DATA ENTRIES:
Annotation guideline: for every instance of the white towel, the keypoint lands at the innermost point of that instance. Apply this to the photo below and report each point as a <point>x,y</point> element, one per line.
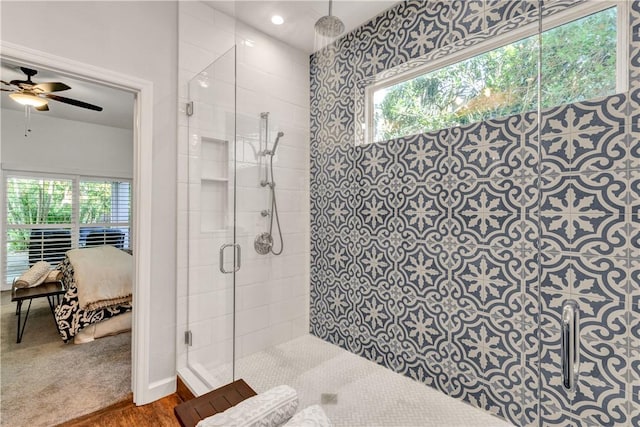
<point>269,409</point>
<point>311,416</point>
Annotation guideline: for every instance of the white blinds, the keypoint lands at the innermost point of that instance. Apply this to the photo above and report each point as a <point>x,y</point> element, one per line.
<point>46,216</point>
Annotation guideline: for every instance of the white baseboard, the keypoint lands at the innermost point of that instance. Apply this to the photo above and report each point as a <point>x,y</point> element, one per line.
<point>193,382</point>
<point>157,390</point>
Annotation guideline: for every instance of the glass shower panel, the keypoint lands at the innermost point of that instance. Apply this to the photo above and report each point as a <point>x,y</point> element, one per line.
<point>213,255</point>
<point>588,182</point>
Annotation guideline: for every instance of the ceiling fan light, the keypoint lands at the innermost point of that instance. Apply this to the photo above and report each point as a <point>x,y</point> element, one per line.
<point>28,99</point>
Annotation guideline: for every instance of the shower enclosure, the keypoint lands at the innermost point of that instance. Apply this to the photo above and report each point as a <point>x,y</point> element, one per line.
<point>494,260</point>
<point>247,261</point>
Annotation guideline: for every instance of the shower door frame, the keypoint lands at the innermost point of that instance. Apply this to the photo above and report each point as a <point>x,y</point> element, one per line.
<point>222,232</point>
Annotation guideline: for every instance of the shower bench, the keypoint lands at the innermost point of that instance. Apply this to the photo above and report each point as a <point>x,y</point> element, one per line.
<point>192,411</point>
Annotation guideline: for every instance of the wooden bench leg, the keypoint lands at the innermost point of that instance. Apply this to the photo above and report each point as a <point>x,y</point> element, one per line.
<point>20,331</point>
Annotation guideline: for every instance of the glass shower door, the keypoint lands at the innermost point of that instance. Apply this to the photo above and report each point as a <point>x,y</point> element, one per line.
<point>214,256</point>
<point>588,183</point>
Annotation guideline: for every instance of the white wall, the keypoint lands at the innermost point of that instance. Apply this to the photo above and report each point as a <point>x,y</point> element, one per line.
<point>139,39</point>
<point>272,291</point>
<point>65,146</point>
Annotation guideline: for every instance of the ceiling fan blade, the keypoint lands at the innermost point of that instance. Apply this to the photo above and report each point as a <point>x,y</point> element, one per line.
<point>19,82</point>
<point>74,102</point>
<point>51,87</point>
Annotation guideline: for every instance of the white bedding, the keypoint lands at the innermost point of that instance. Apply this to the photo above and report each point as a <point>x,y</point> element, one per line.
<point>103,276</point>
<point>111,326</point>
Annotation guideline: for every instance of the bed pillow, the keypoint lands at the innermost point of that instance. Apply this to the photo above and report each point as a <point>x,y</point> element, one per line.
<point>312,416</point>
<point>269,409</point>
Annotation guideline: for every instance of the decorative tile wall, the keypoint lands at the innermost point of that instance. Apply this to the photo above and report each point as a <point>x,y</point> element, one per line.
<point>425,249</point>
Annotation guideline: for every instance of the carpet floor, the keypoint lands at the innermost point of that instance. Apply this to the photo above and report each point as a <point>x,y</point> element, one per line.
<point>44,382</point>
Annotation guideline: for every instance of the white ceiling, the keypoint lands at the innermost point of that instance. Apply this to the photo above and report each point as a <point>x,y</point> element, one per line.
<point>300,16</point>
<point>117,104</point>
<point>298,30</point>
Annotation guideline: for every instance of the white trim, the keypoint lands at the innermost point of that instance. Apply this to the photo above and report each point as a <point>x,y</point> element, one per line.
<point>143,391</point>
<point>561,18</point>
<point>67,171</point>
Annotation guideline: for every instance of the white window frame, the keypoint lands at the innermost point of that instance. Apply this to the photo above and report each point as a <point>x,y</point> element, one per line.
<point>565,17</point>
<point>74,224</point>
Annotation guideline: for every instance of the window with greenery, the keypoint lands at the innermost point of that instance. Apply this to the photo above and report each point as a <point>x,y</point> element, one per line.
<point>46,216</point>
<point>578,63</point>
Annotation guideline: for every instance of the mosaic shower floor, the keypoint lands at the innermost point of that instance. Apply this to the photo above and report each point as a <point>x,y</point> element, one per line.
<point>353,391</point>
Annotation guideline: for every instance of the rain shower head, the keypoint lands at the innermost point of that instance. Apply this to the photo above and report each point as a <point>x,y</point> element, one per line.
<point>329,26</point>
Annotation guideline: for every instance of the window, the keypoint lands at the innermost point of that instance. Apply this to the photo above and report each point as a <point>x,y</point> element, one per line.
<point>579,62</point>
<point>48,215</point>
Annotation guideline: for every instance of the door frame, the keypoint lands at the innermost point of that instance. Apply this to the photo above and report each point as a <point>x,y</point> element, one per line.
<point>143,391</point>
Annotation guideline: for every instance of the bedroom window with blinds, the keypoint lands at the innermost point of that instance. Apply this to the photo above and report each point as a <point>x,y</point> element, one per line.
<point>48,215</point>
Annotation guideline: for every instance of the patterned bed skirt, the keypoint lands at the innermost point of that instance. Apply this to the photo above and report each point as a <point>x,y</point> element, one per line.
<point>70,317</point>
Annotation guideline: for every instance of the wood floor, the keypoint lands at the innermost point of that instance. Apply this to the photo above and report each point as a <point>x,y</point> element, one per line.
<point>126,413</point>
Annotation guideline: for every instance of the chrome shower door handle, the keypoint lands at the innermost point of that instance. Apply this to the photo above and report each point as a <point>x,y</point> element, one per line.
<point>238,258</point>
<point>570,344</point>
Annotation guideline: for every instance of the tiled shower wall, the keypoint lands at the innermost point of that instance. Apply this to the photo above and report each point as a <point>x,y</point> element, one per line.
<point>424,249</point>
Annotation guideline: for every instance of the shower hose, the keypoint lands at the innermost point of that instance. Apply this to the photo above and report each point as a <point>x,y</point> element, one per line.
<point>274,212</point>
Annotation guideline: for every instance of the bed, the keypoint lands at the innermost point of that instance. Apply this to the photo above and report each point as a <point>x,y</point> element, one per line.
<point>98,297</point>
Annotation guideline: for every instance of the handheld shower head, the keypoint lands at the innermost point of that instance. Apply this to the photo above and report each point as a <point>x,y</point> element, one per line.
<point>275,144</point>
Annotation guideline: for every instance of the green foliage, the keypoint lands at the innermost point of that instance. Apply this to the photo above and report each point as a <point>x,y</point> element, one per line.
<point>46,201</point>
<point>578,62</point>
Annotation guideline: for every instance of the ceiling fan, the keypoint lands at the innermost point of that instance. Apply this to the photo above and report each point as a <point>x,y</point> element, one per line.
<point>37,95</point>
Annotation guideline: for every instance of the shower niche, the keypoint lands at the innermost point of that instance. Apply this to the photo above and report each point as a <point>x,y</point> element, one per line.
<point>214,184</point>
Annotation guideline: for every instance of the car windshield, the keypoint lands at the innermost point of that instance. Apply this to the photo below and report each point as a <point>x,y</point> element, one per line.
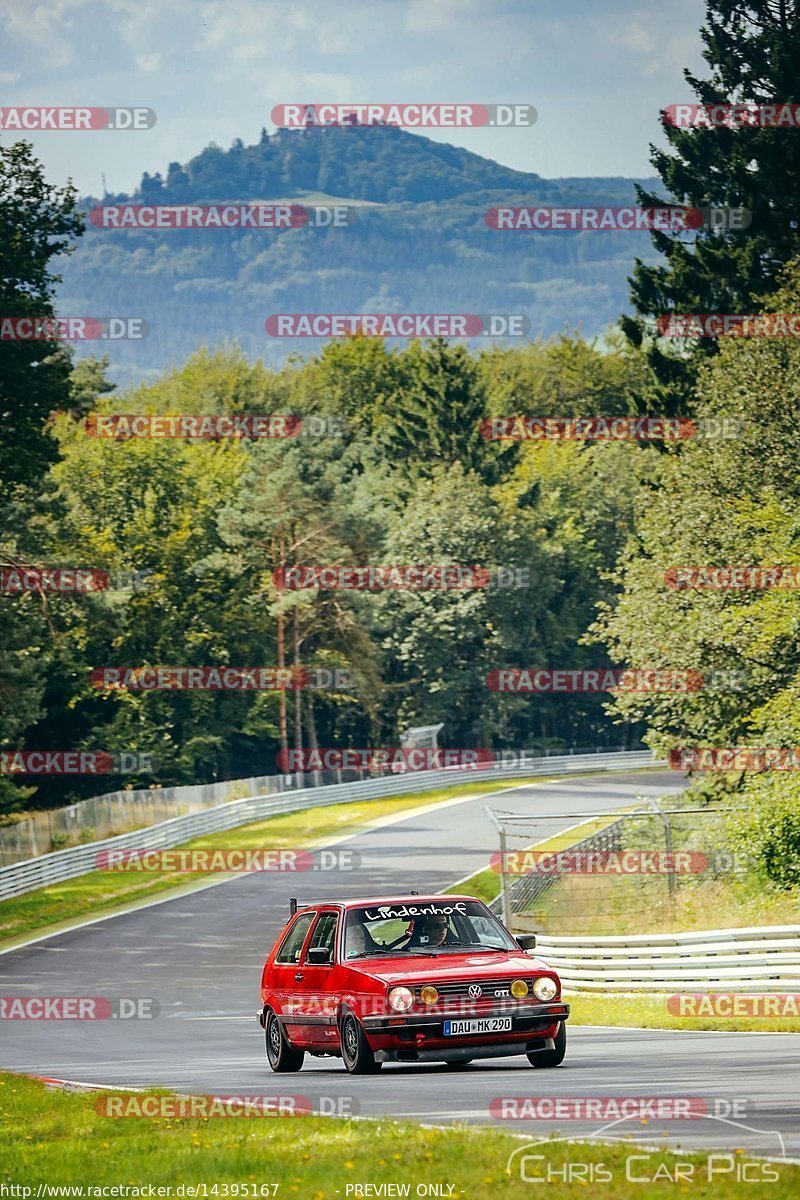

DIRECTIVE: Please reproduce the material character for character, starting at the line that contains "shower bench, the" and stopping after the line that contains "<point>20,331</point>".

RESPONSE TO THIS TASK:
Annotation guideline: for every instance of the shower bench, the keypoint lands at the innermost point of that instance. Apply this to the photo above and report each point as a <point>x,y</point> element, one per line.
<point>192,411</point>
Annotation guideline: for every instance of the wooden bench leg, the keypoint lands at the innermost point of that instance. Apply this to the photo above and report each point as a <point>x,y</point> element, one per line.
<point>20,331</point>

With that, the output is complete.